_To do_: Report how many lines of the data below contain "instance". Give nothing besides the number.

=== Task material ===

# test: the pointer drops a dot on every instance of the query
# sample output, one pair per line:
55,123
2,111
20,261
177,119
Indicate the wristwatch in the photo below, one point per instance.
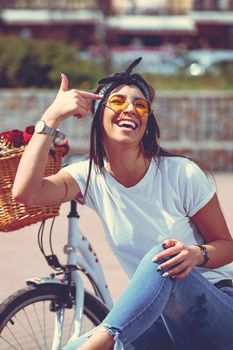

===

_Expected answer_: 2